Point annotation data
#####
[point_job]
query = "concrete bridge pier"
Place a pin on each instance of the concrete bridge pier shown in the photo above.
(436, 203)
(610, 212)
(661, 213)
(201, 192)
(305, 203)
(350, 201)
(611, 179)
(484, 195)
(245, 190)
#####
▶ _Objective_: Could you quote every row above word for word, leaving none out?

▶ _Finished answer_:
[point_job]
query = "concrete bridge pier"
Place a pin on each instance of the concrete bridge pier shown in the photo above.
(436, 203)
(610, 212)
(661, 213)
(201, 192)
(305, 203)
(350, 201)
(611, 179)
(484, 195)
(245, 190)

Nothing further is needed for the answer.